───── Selected passage

Hello Michael Ho, Tim Armstrong, Impala Public Jenkins, Vuk Ercegovac,

I'd like you to reexamine a change. Please visit

    http://gerrit.cloudera.org:8080/10771

to look at the new patch set (#7).

Change subject: IMPALA-110: Support for multiple DISTINCT
......................................................................

IMPALA-110: Support for multiple DISTINCT

This patch adds support for having multiple aggregate functions in a
single SELECT block that use DISTINCT over different sets of columns.

Planner design:
- The existing tree-based plan shape with a two-phased
  aggregation is maintained.
- Existing plans are not changed.
- Aggregates are grouped into 'aggregation classes' based on their
  expressions in the distinct portion which may be empty for
  non-distinct aggregates.
- The aggregation framework is generalized to simultaneously process
  multiple aggregation classes within the tree-based plan. This
  process splits the results of different aggregation classes into
  separate rows, so a final aggregation is needed to transpose the
  results into the desired form.
- Main challenge: Each aggregation class consumes and produces
  different tuples, so conceptually a union-type of tuples flows
  through the runtime. The tuple union is represented by a TupleRow
  with one tuple per aggregation class. Only one tuple in such a
  TupleRow is non-NULL.

──────────

*To do*
1) In the IMPALA-110 patch description, how is the tuple union represented?
2) Return, word for word, the stretch of the IMPALA-110 patch description from "- Existing plans" through "TupleRow is non-NULL.".
The material after this text isn't needed for anything here.

───── Recorded information

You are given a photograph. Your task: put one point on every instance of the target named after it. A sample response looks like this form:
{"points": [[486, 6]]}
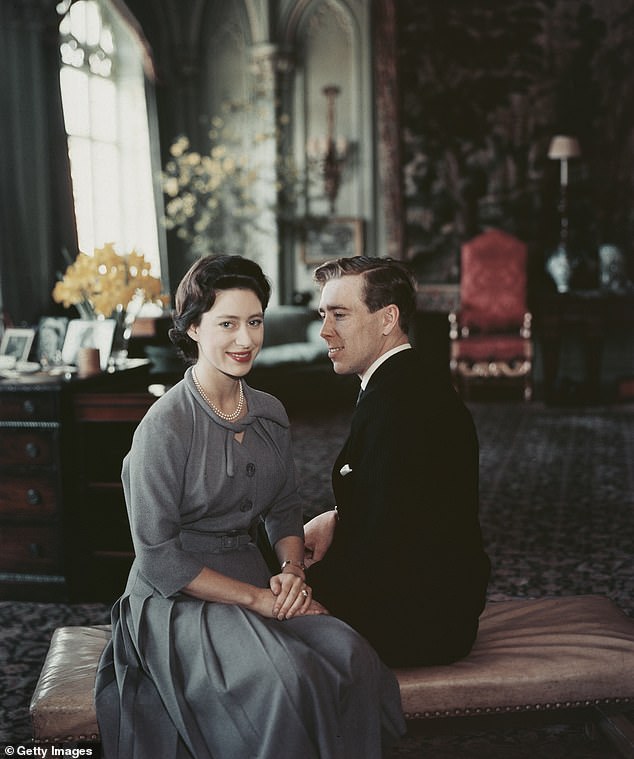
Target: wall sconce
{"points": [[562, 148], [329, 153]]}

──────────

*The results*
1) By a TupleRow with one tuple per aggregation class.

2)
- Existing plans are not changed.
- Aggregates are grouped into 'aggregation classes' based on their
  expressions in the distinct portion which may be empty for
  non-distinct aggregates.
- The aggregation framework is generalized to simultaneously process
  multiple aggregation classes within the tree-based plan. This
  process splits the results of different aggregation classes into
  separate rows, so a final aggregation is needed to transpose the
  results into the desired form.
- Main challenge: Each aggregation class consumes and produces
  different tuples, so conceptually a union-type of tuples flows
  through the runtime. The tuple union is represented by a TupleRow
  with one tuple per aggregation class. Only one tuple in such a
  TupleRow is non-NULL.